_Exercise set_:
1. Reproduce verbatim the passage of the Keras text that begins at the words "print('Keras Version ', tf.keras.__version__)" and ends after "Theano or CNTK.".
2. Write the next part of the Keras text, picking up after its last sentence.

_Extracted text_:

Keras is a deep learning API that simplifies the process of building deep neural networks. Initially it was developed as an independent library, Keras is now tightly integrated into TensorFlow as its official high-level API. It supports multiple backend engines like TensorFlow, Theano and Microsoft Cognitive Toolkit (CNTK). Keras makes it easier to train and evaluate deep learning models without requiring extensive knowledge of low-level operations.
Installing Keras
1. Since Keras is now part of TensorFlow, it can be installed easily using pip:
pip install tensorflow
This command installs TensorFlow 2.x, which includes Keras.
2. To check the installation, open Python and run:
import tensorflow as tf
print('TensorFlow Version: ', tf.__version__)
print('Keras Version ', tf.keras.__version__)
Output:
TensorFlow Version: 2.18.0
Keras Version 3.8.0
History of Keras
Keras was developed by Google engineer named François Chollet. It was developed as part of research project called ONEIROS (Open-ended Neuro-Electronic Intelligent Robot Operating System) and it was released in March 2015.
The goal of Keras was to enable experimentation with deep neural networks. Later, Keras was tagged into TensorFlow as 'tf.keras', which made it an official high-level API of TensorFlow while having its own version that could interface with other computational backends like Theano or CNTK.

_Data extracts_:
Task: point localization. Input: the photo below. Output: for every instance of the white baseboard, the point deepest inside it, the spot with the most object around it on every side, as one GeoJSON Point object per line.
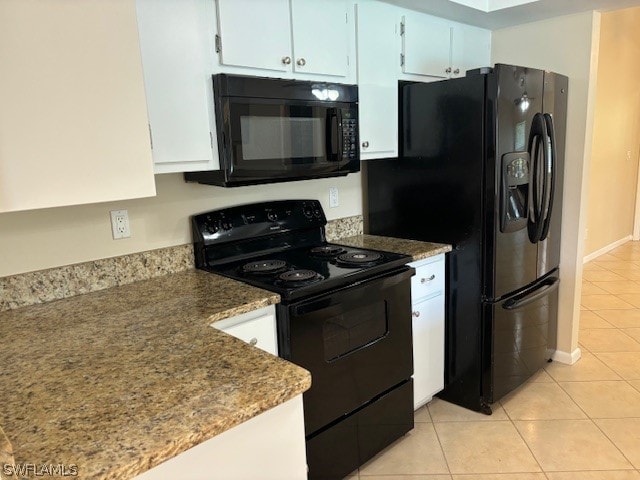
{"type": "Point", "coordinates": [606, 249]}
{"type": "Point", "coordinates": [568, 358]}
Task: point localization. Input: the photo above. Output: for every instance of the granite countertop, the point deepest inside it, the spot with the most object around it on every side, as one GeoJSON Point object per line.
{"type": "Point", "coordinates": [417, 249]}
{"type": "Point", "coordinates": [120, 380]}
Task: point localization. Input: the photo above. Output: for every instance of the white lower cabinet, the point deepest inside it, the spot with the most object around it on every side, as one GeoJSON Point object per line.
{"type": "Point", "coordinates": [270, 446]}
{"type": "Point", "coordinates": [257, 328]}
{"type": "Point", "coordinates": [427, 305]}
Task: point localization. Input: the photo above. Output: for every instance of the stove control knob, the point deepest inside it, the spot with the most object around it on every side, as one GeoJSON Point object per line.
{"type": "Point", "coordinates": [210, 228]}
{"type": "Point", "coordinates": [307, 210]}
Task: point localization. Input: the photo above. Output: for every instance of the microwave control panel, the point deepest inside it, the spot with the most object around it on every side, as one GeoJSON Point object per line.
{"type": "Point", "coordinates": [349, 137]}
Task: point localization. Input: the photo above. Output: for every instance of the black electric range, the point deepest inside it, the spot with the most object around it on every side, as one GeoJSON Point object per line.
{"type": "Point", "coordinates": [345, 315]}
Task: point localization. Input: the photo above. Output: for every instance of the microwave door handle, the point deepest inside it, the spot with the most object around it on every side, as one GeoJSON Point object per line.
{"type": "Point", "coordinates": [333, 138]}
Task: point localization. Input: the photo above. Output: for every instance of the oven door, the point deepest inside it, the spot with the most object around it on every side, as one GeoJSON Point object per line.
{"type": "Point", "coordinates": [356, 342]}
{"type": "Point", "coordinates": [273, 139]}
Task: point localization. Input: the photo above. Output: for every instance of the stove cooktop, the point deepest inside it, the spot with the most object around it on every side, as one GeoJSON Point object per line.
{"type": "Point", "coordinates": [299, 272]}
{"type": "Point", "coordinates": [280, 246]}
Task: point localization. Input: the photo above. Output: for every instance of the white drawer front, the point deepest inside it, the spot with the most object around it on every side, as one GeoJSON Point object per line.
{"type": "Point", "coordinates": [429, 278]}
{"type": "Point", "coordinates": [259, 331]}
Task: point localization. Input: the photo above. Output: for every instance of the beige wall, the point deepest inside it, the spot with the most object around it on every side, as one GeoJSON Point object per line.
{"type": "Point", "coordinates": [616, 133]}
{"type": "Point", "coordinates": [40, 239]}
{"type": "Point", "coordinates": [566, 45]}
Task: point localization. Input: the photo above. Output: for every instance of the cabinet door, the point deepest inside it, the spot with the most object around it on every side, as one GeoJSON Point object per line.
{"type": "Point", "coordinates": [426, 46]}
{"type": "Point", "coordinates": [428, 349]}
{"type": "Point", "coordinates": [377, 80]}
{"type": "Point", "coordinates": [177, 58]}
{"type": "Point", "coordinates": [255, 33]}
{"type": "Point", "coordinates": [73, 117]}
{"type": "Point", "coordinates": [320, 36]}
{"type": "Point", "coordinates": [470, 48]}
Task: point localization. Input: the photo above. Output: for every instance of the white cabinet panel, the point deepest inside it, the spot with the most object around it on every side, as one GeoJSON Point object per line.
{"type": "Point", "coordinates": [428, 349]}
{"type": "Point", "coordinates": [320, 36]}
{"type": "Point", "coordinates": [73, 117]}
{"type": "Point", "coordinates": [270, 446]}
{"type": "Point", "coordinates": [426, 46]}
{"type": "Point", "coordinates": [427, 297]}
{"type": "Point", "coordinates": [176, 41]}
{"type": "Point", "coordinates": [284, 38]}
{"type": "Point", "coordinates": [257, 328]}
{"type": "Point", "coordinates": [377, 79]}
{"type": "Point", "coordinates": [470, 48]}
{"type": "Point", "coordinates": [428, 280]}
{"type": "Point", "coordinates": [435, 47]}
{"type": "Point", "coordinates": [255, 33]}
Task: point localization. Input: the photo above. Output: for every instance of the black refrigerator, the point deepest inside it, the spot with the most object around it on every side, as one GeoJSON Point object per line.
{"type": "Point", "coordinates": [480, 167]}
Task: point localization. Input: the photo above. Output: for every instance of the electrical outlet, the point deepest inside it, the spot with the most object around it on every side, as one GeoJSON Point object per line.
{"type": "Point", "coordinates": [120, 224]}
{"type": "Point", "coordinates": [333, 197]}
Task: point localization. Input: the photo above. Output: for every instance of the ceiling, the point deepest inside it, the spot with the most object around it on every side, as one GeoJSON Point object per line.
{"type": "Point", "coordinates": [493, 15]}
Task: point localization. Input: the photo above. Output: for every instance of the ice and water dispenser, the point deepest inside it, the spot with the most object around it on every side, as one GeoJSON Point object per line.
{"type": "Point", "coordinates": [515, 191]}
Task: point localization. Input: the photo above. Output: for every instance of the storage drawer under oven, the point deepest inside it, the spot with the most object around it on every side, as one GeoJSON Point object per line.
{"type": "Point", "coordinates": [356, 342]}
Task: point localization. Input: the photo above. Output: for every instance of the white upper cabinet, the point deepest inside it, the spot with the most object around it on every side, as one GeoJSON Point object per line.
{"type": "Point", "coordinates": [378, 58]}
{"type": "Point", "coordinates": [73, 117]}
{"type": "Point", "coordinates": [284, 36]}
{"type": "Point", "coordinates": [320, 36]}
{"type": "Point", "coordinates": [255, 34]}
{"type": "Point", "coordinates": [426, 45]}
{"type": "Point", "coordinates": [435, 47]}
{"type": "Point", "coordinates": [470, 48]}
{"type": "Point", "coordinates": [176, 41]}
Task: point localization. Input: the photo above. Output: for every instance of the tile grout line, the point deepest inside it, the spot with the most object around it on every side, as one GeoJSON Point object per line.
{"type": "Point", "coordinates": [622, 378]}
{"type": "Point", "coordinates": [522, 438]}
{"type": "Point", "coordinates": [435, 430]}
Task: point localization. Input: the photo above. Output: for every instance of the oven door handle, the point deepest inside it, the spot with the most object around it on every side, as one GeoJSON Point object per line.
{"type": "Point", "coordinates": [322, 302]}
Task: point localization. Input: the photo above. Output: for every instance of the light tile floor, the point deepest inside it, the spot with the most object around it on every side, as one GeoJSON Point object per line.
{"type": "Point", "coordinates": [578, 422]}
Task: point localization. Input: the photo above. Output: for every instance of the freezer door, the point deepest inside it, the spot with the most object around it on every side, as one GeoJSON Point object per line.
{"type": "Point", "coordinates": [521, 331]}
{"type": "Point", "coordinates": [555, 116]}
{"type": "Point", "coordinates": [511, 261]}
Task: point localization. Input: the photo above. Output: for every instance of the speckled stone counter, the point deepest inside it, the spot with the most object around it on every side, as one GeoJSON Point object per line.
{"type": "Point", "coordinates": [119, 380]}
{"type": "Point", "coordinates": [418, 250]}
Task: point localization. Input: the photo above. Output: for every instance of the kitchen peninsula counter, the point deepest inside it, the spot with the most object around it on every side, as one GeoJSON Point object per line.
{"type": "Point", "coordinates": [120, 380]}
{"type": "Point", "coordinates": [417, 249]}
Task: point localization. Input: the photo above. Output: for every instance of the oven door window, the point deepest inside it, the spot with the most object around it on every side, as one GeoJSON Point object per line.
{"type": "Point", "coordinates": [350, 331]}
{"type": "Point", "coordinates": [279, 139]}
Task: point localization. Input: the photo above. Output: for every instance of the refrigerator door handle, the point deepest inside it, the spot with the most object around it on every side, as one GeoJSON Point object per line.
{"type": "Point", "coordinates": [546, 287]}
{"type": "Point", "coordinates": [550, 174]}
{"type": "Point", "coordinates": [538, 135]}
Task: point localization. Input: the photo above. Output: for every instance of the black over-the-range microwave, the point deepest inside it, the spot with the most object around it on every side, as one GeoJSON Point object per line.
{"type": "Point", "coordinates": [274, 130]}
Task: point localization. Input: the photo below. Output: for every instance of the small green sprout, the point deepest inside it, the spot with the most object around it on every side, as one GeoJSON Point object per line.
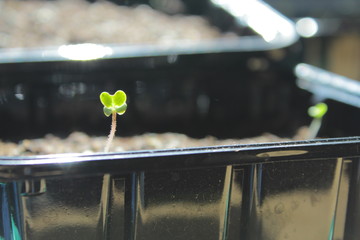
{"type": "Point", "coordinates": [113, 105]}
{"type": "Point", "coordinates": [317, 112]}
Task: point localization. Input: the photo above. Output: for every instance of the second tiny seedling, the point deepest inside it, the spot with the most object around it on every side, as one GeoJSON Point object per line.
{"type": "Point", "coordinates": [113, 105]}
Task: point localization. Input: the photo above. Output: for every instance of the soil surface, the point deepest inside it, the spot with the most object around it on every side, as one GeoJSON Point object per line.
{"type": "Point", "coordinates": [79, 142]}
{"type": "Point", "coordinates": [36, 23]}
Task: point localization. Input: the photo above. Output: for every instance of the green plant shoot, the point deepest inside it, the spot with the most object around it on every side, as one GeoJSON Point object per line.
{"type": "Point", "coordinates": [317, 112]}
{"type": "Point", "coordinates": [113, 105]}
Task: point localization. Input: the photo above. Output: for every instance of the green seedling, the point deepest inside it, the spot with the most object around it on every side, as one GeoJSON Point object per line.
{"type": "Point", "coordinates": [113, 105]}
{"type": "Point", "coordinates": [317, 112]}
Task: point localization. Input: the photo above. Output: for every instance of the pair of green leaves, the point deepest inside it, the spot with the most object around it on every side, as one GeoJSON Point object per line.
{"type": "Point", "coordinates": [318, 110]}
{"type": "Point", "coordinates": [114, 103]}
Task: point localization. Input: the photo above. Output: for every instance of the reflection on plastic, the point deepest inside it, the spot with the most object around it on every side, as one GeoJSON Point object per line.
{"type": "Point", "coordinates": [261, 18]}
{"type": "Point", "coordinates": [307, 27]}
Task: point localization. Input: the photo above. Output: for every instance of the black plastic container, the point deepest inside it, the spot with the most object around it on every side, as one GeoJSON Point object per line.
{"type": "Point", "coordinates": [293, 190]}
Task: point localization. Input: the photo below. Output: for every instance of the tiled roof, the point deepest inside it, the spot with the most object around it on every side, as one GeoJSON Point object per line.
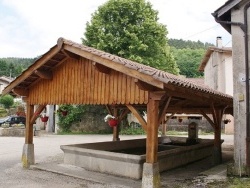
{"type": "Point", "coordinates": [160, 75]}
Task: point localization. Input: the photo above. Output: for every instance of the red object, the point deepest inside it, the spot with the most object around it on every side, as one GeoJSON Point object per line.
{"type": "Point", "coordinates": [113, 122]}
{"type": "Point", "coordinates": [44, 119]}
{"type": "Point", "coordinates": [64, 112]}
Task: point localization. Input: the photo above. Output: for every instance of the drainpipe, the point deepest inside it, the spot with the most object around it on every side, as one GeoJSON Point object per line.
{"type": "Point", "coordinates": [244, 28]}
{"type": "Point", "coordinates": [247, 87]}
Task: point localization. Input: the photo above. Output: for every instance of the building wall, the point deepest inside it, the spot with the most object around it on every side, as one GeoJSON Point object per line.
{"type": "Point", "coordinates": [239, 88]}
{"type": "Point", "coordinates": [218, 75]}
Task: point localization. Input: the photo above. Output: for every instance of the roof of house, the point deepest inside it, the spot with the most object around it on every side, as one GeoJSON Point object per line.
{"type": "Point", "coordinates": [154, 77]}
{"type": "Point", "coordinates": [208, 53]}
{"type": "Point", "coordinates": [6, 79]}
{"type": "Point", "coordinates": [223, 13]}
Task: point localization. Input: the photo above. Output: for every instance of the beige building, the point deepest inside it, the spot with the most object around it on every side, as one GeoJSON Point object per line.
{"type": "Point", "coordinates": [234, 16]}
{"type": "Point", "coordinates": [218, 73]}
{"type": "Point", "coordinates": [4, 81]}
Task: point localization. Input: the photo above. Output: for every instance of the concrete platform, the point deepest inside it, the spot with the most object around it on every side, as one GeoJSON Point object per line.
{"type": "Point", "coordinates": [200, 171]}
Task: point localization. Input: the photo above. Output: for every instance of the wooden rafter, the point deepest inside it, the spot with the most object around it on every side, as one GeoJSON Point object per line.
{"type": "Point", "coordinates": [145, 86]}
{"type": "Point", "coordinates": [138, 116]}
{"type": "Point", "coordinates": [44, 74]}
{"type": "Point", "coordinates": [71, 55]}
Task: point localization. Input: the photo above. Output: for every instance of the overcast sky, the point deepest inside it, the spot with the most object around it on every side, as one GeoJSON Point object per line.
{"type": "Point", "coordinates": [29, 28]}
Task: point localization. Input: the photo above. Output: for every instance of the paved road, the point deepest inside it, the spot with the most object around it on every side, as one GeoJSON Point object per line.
{"type": "Point", "coordinates": [47, 149]}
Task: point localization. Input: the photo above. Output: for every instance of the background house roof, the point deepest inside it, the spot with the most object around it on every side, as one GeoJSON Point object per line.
{"type": "Point", "coordinates": [223, 13]}
{"type": "Point", "coordinates": [208, 53]}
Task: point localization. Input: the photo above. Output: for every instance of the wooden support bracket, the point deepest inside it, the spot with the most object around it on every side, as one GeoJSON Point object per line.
{"type": "Point", "coordinates": [71, 55]}
{"type": "Point", "coordinates": [44, 75]}
{"type": "Point", "coordinates": [101, 68]}
{"type": "Point", "coordinates": [138, 116]}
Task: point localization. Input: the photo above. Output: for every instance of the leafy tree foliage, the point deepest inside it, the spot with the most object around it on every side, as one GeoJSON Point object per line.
{"type": "Point", "coordinates": [188, 61]}
{"type": "Point", "coordinates": [130, 29]}
{"type": "Point", "coordinates": [7, 101]}
{"type": "Point", "coordinates": [181, 44]}
{"type": "Point", "coordinates": [13, 67]}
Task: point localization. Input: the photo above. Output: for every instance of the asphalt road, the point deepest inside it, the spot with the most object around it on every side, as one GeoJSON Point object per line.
{"type": "Point", "coordinates": [47, 150]}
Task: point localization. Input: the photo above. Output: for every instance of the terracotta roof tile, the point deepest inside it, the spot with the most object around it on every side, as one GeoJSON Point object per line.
{"type": "Point", "coordinates": [160, 75]}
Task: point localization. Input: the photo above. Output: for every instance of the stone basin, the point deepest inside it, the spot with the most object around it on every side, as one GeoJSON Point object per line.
{"type": "Point", "coordinates": [126, 158]}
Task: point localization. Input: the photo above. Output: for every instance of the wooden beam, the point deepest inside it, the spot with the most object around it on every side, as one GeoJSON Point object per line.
{"type": "Point", "coordinates": [109, 109]}
{"type": "Point", "coordinates": [101, 68]}
{"type": "Point", "coordinates": [138, 116]}
{"type": "Point", "coordinates": [36, 114]}
{"type": "Point", "coordinates": [208, 118]}
{"type": "Point", "coordinates": [157, 95]}
{"type": "Point", "coordinates": [120, 67]}
{"type": "Point", "coordinates": [21, 92]}
{"type": "Point", "coordinates": [123, 114]}
{"type": "Point", "coordinates": [152, 131]}
{"type": "Point", "coordinates": [44, 74]}
{"type": "Point", "coordinates": [70, 54]}
{"type": "Point", "coordinates": [29, 124]}
{"type": "Point", "coordinates": [145, 86]}
{"type": "Point", "coordinates": [116, 128]}
{"type": "Point", "coordinates": [163, 110]}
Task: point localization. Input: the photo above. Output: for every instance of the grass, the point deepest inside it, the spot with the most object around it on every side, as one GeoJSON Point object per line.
{"type": "Point", "coordinates": [231, 183]}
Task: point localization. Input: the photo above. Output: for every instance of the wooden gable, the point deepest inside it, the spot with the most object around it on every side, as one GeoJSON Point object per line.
{"type": "Point", "coordinates": [80, 82]}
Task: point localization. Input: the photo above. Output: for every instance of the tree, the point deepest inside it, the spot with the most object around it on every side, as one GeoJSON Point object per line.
{"type": "Point", "coordinates": [130, 29]}
{"type": "Point", "coordinates": [7, 101]}
{"type": "Point", "coordinates": [189, 60]}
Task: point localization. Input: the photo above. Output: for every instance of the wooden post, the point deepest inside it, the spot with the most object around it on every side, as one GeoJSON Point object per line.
{"type": "Point", "coordinates": [151, 173]}
{"type": "Point", "coordinates": [116, 128]}
{"type": "Point", "coordinates": [28, 157]}
{"type": "Point", "coordinates": [152, 131]}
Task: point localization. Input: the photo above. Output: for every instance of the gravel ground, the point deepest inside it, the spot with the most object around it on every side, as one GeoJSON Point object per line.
{"type": "Point", "coordinates": [47, 151]}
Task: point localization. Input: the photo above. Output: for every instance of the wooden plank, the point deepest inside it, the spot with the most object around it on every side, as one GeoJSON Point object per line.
{"type": "Point", "coordinates": [115, 91]}
{"type": "Point", "coordinates": [103, 92]}
{"type": "Point", "coordinates": [92, 84]}
{"type": "Point", "coordinates": [152, 131]}
{"type": "Point", "coordinates": [88, 89]}
{"type": "Point", "coordinates": [128, 88]}
{"type": "Point", "coordinates": [116, 66]}
{"type": "Point", "coordinates": [21, 92]}
{"type": "Point", "coordinates": [138, 116]}
{"type": "Point", "coordinates": [100, 88]}
{"type": "Point", "coordinates": [111, 88]}
{"type": "Point", "coordinates": [137, 94]}
{"type": "Point", "coordinates": [162, 113]}
{"type": "Point", "coordinates": [107, 89]}
{"type": "Point", "coordinates": [124, 89]}
{"type": "Point", "coordinates": [132, 91]}
{"type": "Point", "coordinates": [29, 125]}
{"type": "Point", "coordinates": [96, 84]}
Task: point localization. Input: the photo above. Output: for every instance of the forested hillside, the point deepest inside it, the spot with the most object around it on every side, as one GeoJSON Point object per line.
{"type": "Point", "coordinates": [12, 67]}
{"type": "Point", "coordinates": [188, 55]}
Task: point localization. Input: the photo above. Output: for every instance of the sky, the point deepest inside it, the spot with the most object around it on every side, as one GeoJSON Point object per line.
{"type": "Point", "coordinates": [29, 28]}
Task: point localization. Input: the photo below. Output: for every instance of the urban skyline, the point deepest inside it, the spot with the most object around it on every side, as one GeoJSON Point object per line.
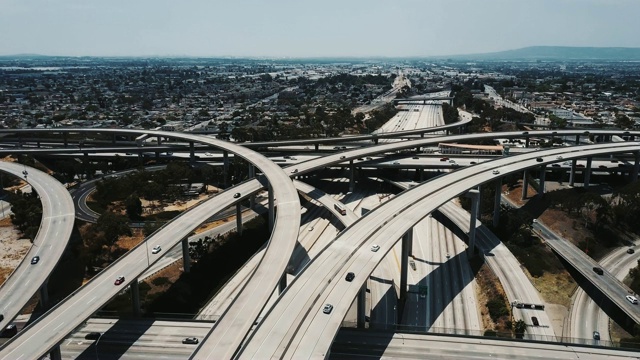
{"type": "Point", "coordinates": [289, 29]}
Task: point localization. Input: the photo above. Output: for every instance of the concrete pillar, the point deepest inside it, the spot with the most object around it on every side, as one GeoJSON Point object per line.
{"type": "Point", "coordinates": [361, 306]}
{"type": "Point", "coordinates": [55, 354]}
{"type": "Point", "coordinates": [474, 195]}
{"type": "Point", "coordinates": [252, 198]}
{"type": "Point", "coordinates": [283, 283]}
{"type": "Point", "coordinates": [636, 166]}
{"type": "Point", "coordinates": [352, 181]}
{"type": "Point", "coordinates": [225, 167]}
{"type": "Point", "coordinates": [85, 164]}
{"type": "Point", "coordinates": [135, 297]}
{"type": "Point", "coordinates": [525, 185]}
{"type": "Point", "coordinates": [272, 215]}
{"type": "Point", "coordinates": [543, 175]}
{"type": "Point", "coordinates": [239, 218]}
{"type": "Point", "coordinates": [192, 155]}
{"type": "Point", "coordinates": [587, 173]}
{"type": "Point", "coordinates": [186, 259]}
{"type": "Point", "coordinates": [44, 295]}
{"type": "Point", "coordinates": [496, 203]}
{"type": "Point", "coordinates": [404, 263]}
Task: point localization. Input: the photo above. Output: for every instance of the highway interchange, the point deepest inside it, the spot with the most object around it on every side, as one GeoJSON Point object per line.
{"type": "Point", "coordinates": [481, 169]}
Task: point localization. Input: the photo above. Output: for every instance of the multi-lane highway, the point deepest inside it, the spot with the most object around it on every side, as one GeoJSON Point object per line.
{"type": "Point", "coordinates": [49, 243]}
{"type": "Point", "coordinates": [245, 308]}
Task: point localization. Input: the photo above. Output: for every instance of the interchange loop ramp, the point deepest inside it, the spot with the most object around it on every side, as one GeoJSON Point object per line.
{"type": "Point", "coordinates": [58, 217]}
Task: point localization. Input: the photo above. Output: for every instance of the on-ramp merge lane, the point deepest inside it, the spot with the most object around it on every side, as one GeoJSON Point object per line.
{"type": "Point", "coordinates": [58, 217]}
{"type": "Point", "coordinates": [238, 319]}
{"type": "Point", "coordinates": [296, 327]}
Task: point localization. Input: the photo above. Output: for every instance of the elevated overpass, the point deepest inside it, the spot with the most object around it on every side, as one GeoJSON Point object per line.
{"type": "Point", "coordinates": [296, 327]}
{"type": "Point", "coordinates": [56, 225]}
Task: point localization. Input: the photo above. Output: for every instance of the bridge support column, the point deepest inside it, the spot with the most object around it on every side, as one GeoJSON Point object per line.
{"type": "Point", "coordinates": [587, 173]}
{"type": "Point", "coordinates": [225, 168]}
{"type": "Point", "coordinates": [474, 195]}
{"type": "Point", "coordinates": [135, 297]}
{"type": "Point", "coordinates": [525, 185]}
{"type": "Point", "coordinates": [186, 259]}
{"type": "Point", "coordinates": [407, 238]}
{"type": "Point", "coordinates": [272, 215]}
{"type": "Point", "coordinates": [572, 173]}
{"type": "Point", "coordinates": [192, 155]}
{"type": "Point", "coordinates": [283, 283]}
{"type": "Point", "coordinates": [44, 295]}
{"type": "Point", "coordinates": [636, 166]}
{"type": "Point", "coordinates": [361, 306]}
{"type": "Point", "coordinates": [543, 175]}
{"type": "Point", "coordinates": [252, 198]}
{"type": "Point", "coordinates": [85, 165]}
{"type": "Point", "coordinates": [352, 181]}
{"type": "Point", "coordinates": [496, 203]}
{"type": "Point", "coordinates": [239, 218]}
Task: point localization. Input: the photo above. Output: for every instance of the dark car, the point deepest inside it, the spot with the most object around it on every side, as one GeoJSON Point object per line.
{"type": "Point", "coordinates": [10, 331]}
{"type": "Point", "coordinates": [350, 276]}
{"type": "Point", "coordinates": [534, 320]}
{"type": "Point", "coordinates": [93, 335]}
{"type": "Point", "coordinates": [190, 340]}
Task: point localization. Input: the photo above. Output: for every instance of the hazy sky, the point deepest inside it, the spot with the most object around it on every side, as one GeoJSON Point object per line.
{"type": "Point", "coordinates": [298, 28]}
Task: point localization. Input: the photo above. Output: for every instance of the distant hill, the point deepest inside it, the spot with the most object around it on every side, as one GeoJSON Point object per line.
{"type": "Point", "coordinates": [560, 53]}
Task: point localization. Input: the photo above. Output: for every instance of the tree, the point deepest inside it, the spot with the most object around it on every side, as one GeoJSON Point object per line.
{"type": "Point", "coordinates": [133, 206]}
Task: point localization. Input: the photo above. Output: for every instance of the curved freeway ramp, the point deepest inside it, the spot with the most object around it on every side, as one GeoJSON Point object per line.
{"type": "Point", "coordinates": [231, 329]}
{"type": "Point", "coordinates": [52, 238]}
{"type": "Point", "coordinates": [296, 326]}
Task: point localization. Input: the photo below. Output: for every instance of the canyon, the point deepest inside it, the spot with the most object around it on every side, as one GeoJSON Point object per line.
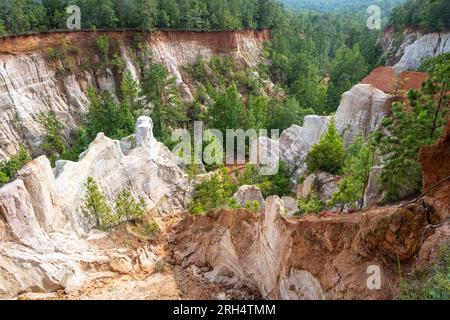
{"type": "Point", "coordinates": [49, 248]}
{"type": "Point", "coordinates": [30, 83]}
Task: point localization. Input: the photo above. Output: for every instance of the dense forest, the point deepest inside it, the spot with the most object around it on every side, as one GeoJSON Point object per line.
{"type": "Point", "coordinates": [17, 16]}
{"type": "Point", "coordinates": [429, 15]}
{"type": "Point", "coordinates": [359, 6]}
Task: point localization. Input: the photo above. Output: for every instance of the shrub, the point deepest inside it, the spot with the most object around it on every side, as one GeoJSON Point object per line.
{"type": "Point", "coordinates": [151, 228]}
{"type": "Point", "coordinates": [329, 154]}
{"type": "Point", "coordinates": [217, 192]}
{"type": "Point", "coordinates": [52, 145]}
{"type": "Point", "coordinates": [358, 162]}
{"type": "Point", "coordinates": [127, 208]}
{"type": "Point", "coordinates": [310, 204]}
{"type": "Point", "coordinates": [9, 168]}
{"type": "Point", "coordinates": [103, 45]}
{"type": "Point", "coordinates": [161, 266]}
{"type": "Point", "coordinates": [277, 184]}
{"type": "Point", "coordinates": [253, 206]}
{"type": "Point", "coordinates": [433, 283]}
{"type": "Point", "coordinates": [96, 205]}
{"type": "Point", "coordinates": [55, 54]}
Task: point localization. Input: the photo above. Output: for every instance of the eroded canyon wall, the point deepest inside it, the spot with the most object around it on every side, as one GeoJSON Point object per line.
{"type": "Point", "coordinates": [31, 84]}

_Answers to the tasks_:
1.
print('Keras Version ', tf.keras.__version__)
Output:
TensorFlow Version: 2.18.0
Keras Version 3.8.0
History of Keras
Keras was developed by Google engineer named François Chollet. It was developed as part of research project called ONEIROS (Open-ended Neuro-Electronic Intelligent Robot Operating System) and it was released in March 2015.
The goal of Keras was to enable experimentation with deep neural networks. Later, Keras was tagged into TensorFlow as 'tf.keras', which made it an official high-level API of TensorFlow while having its own version that could interface with other computational backends like Theano or CNTK.

2.
Key Features of Keras Library
| Aspect | Key Points |
|---|---|
| Simplicity | High-level API for the full ML workflow and reduces manual effort with clear, productive interfaces. |
| Customizability | Easily extendable with custom layers, losses and preprocessing, It supports both functional API and low-level model building. |
| Compatibility | Runs on TensorFlow, Theano and CNTK allowing consistent performance across CPU and GPU platforms. |
| Scalability and Performance | Uses scalable backends like TensorFlow |
| Fast Experimentation | Uses simple tools to build models quickly, making it great for research and testing |
How to Build a Model in Keras?
Keras provides two main ways to build models:
1. Building Model using Sequential API
The Sequential API are easy to work with models with a single input and output and a linear stack of layers
Here’s how you can define a Sequential model:
- We create a Sequential model.
- Add a fully connected (Dense) layer with 64 units and ReLU activation.
- Add another Dense layer with 10 units (for classification) and a Softmax activation.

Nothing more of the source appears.